[Data excerpts]
----

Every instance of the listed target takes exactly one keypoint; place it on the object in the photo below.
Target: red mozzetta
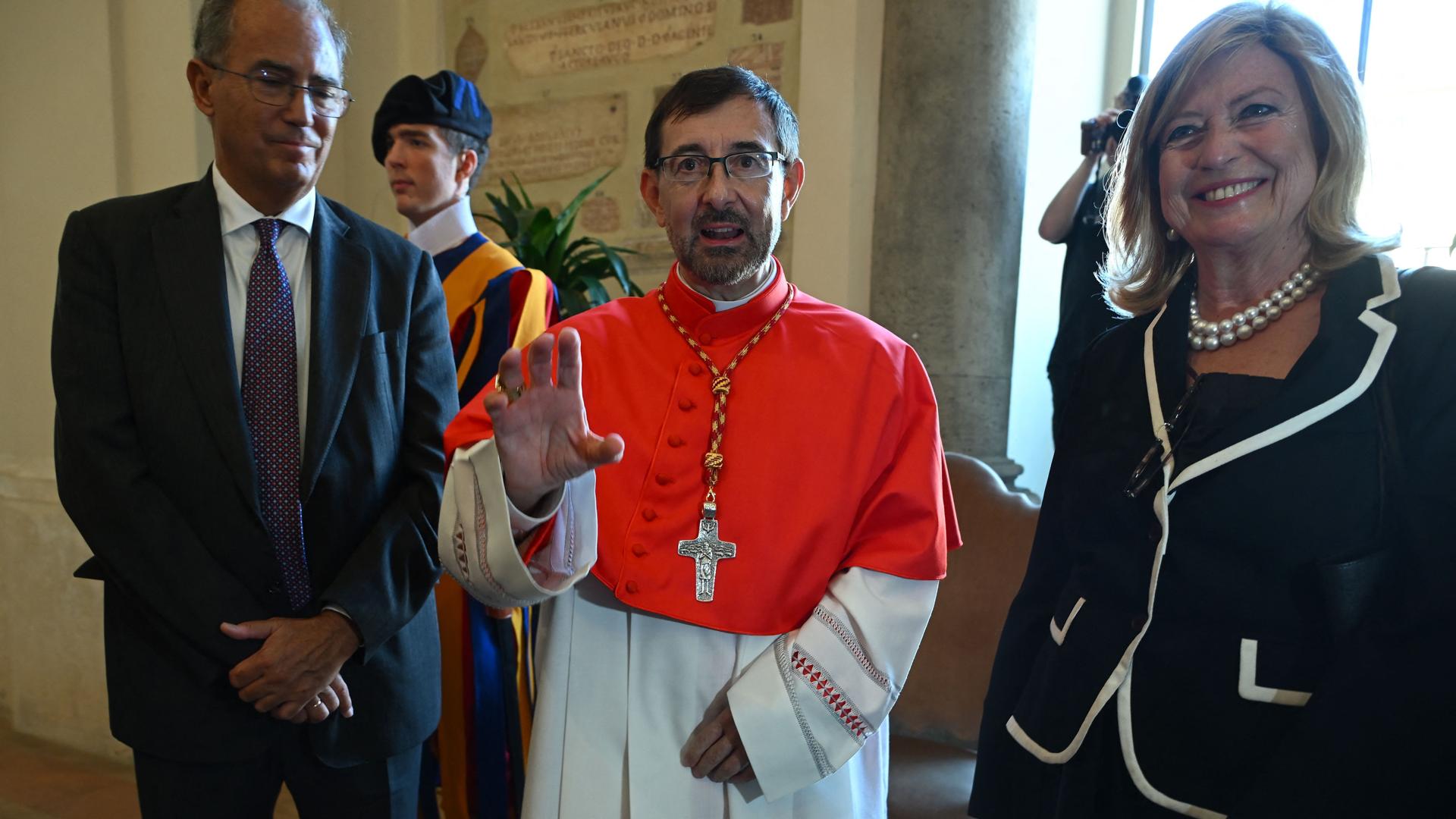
(832, 455)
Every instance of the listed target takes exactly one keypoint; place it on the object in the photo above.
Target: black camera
(1094, 137)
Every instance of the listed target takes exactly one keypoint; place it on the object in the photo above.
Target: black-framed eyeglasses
(271, 88)
(695, 167)
(1175, 428)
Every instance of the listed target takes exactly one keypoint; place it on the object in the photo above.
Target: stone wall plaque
(764, 12)
(607, 34)
(471, 52)
(558, 139)
(601, 215)
(764, 58)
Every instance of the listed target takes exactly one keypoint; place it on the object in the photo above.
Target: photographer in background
(1075, 218)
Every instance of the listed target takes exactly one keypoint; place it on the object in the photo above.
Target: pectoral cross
(707, 550)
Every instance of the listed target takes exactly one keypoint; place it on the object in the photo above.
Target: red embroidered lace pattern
(824, 687)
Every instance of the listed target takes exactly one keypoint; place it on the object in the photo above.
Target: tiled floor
(39, 780)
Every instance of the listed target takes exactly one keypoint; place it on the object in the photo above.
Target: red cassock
(832, 453)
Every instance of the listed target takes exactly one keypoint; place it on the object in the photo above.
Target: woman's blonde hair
(1144, 264)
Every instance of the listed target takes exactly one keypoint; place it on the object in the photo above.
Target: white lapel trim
(1385, 334)
(1134, 770)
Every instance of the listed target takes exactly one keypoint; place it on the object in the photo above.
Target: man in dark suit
(251, 390)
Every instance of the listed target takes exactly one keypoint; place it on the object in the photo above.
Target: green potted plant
(544, 241)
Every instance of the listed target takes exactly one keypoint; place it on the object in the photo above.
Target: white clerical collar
(720, 306)
(237, 213)
(444, 229)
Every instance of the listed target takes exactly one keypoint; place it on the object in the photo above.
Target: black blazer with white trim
(1280, 604)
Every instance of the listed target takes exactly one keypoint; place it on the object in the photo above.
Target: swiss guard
(431, 136)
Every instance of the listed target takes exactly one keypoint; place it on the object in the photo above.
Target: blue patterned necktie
(271, 406)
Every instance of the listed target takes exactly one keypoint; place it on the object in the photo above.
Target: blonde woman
(1238, 598)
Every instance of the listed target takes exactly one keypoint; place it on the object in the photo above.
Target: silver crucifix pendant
(707, 550)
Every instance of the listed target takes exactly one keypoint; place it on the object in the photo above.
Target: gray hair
(1144, 265)
(215, 28)
(462, 142)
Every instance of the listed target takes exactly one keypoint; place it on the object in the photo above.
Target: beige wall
(120, 121)
(96, 107)
(1085, 53)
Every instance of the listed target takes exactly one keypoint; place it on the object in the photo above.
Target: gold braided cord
(723, 382)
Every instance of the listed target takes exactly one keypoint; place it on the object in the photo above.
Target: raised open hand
(541, 431)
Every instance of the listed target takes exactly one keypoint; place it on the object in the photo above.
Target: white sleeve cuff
(523, 523)
(476, 544)
(813, 698)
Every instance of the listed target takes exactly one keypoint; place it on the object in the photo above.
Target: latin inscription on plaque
(764, 58)
(761, 12)
(607, 34)
(471, 52)
(601, 215)
(558, 139)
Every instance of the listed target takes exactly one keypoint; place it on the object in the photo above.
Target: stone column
(954, 102)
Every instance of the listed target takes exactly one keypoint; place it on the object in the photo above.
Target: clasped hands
(715, 749)
(294, 675)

----

● TASK ITEM: Set down all the entries above verbatim, and include none of the pictures.

● RESULT OF THIS TASK:
Every instance of the listed target takes exactly one keypoint; place it on the object in the photo below.
Target: red mozzetta
(832, 455)
Every instance of the listed target takes exactly one keypoint; place it on the object in the photo above.
Target: black camera
(1094, 137)
Every instance of the listed target takes exactly one keypoint; place it on the object in the photo above.
Target: black-framed eyeglasses
(271, 88)
(695, 167)
(1175, 428)
Every instance of the listed target takes exactly one keypoint; place it on the object in the photo above.
Target: stone wall plaque
(764, 12)
(607, 34)
(471, 52)
(558, 139)
(601, 215)
(764, 58)
Every instance of the listed target takes exactly one keypoint; place it on the object in the photo above.
Target: photographer in background
(1075, 218)
Every instance of the listed target takes exactly one keypoint; place it on the object in the photo above.
Target: pectoral cross
(707, 550)
Every instance of the listed target takes exactly one keypoint; place it on the object in the photo above.
Target: red embroidered lace pattern
(824, 687)
Every instance of the listed target takes exactly one keypoint; place it on the object in the photo above.
Target: tiled floor
(39, 780)
Every instance of the listed target takes exactly one keypoint; place it on the object in the photo above.
Target: red cassock
(832, 453)
Every instance of the listed target takes exactly one keypoint; place it on the object in the photo above.
Target: woman's blonde hair
(1144, 264)
Every instance of the listed target takes exactly one keypoint; place it on the object in the photo above.
Target: white lapel trim
(1385, 334)
(1134, 770)
Every instance of the listed target takes exactly one keypoint; place it on the object in the photo above.
Target: man in dark suit
(251, 390)
Every instance of the listed target takes exactly one keypoint; place it on the object in the photo above.
Target: green potted plant
(544, 241)
Every instance of the listed target takes exactly one keypoint; place it on the object in the photo above.
Target: white clerical collar
(720, 306)
(237, 213)
(444, 229)
Every instance of the listed target takes exactly one keypoint; place it on the object in the photo above.
Target: black blazer with white trim
(1280, 604)
Every instance of the listed target takes exactly one keypoint; place it on the object in the photo above.
Target: swiss guard
(431, 136)
Every instance of the listed target takes exactly one keypoint; place it on the object in the photo above.
Target: blue patterned necktie
(271, 406)
Every instance of the listed target takes exactly one keypoint; place it on the object in the photo above.
Target: blonde woman
(1238, 598)
Every instance of the listed target takes exactly one keypoint; place it on the object in the photo above.
Target: silver crucifix pendant
(707, 550)
Every instance of the listed target takes exactly one keypoint; place it on the object in the photo above.
Target: gray hair
(1144, 265)
(215, 28)
(462, 142)
Every instance of the listed target takes exactly one keypoint; place it on the object in the photo above.
Target: beige wall
(120, 121)
(96, 107)
(1085, 53)
Every instance of the listed target takes exactly one keypoint; place it on the object in the photo above.
Target: gold braided cord
(723, 382)
Every instance of the listed target takes exactly one keypoint; place it on the object in the photo above.
Target: raised open hand
(541, 431)
Every instance of the listed target takes exactly one keypoint; place it on the object in the photo above.
Target: white sleeve cuff
(523, 523)
(476, 544)
(813, 698)
Every instance of the listed target takes exactly one keypoint; place it on the object in the photo above.
Target: latin inscription on plaque
(764, 58)
(761, 12)
(607, 34)
(471, 52)
(601, 215)
(558, 139)
Every instance of the listed target takes exactly one keypoint; place it on the object in the photo above.
Target: stone column
(954, 102)
Every instance of the listed target takes exactly one keypoint; place it on the object in the photo above.
Target: clasped hands
(715, 749)
(294, 675)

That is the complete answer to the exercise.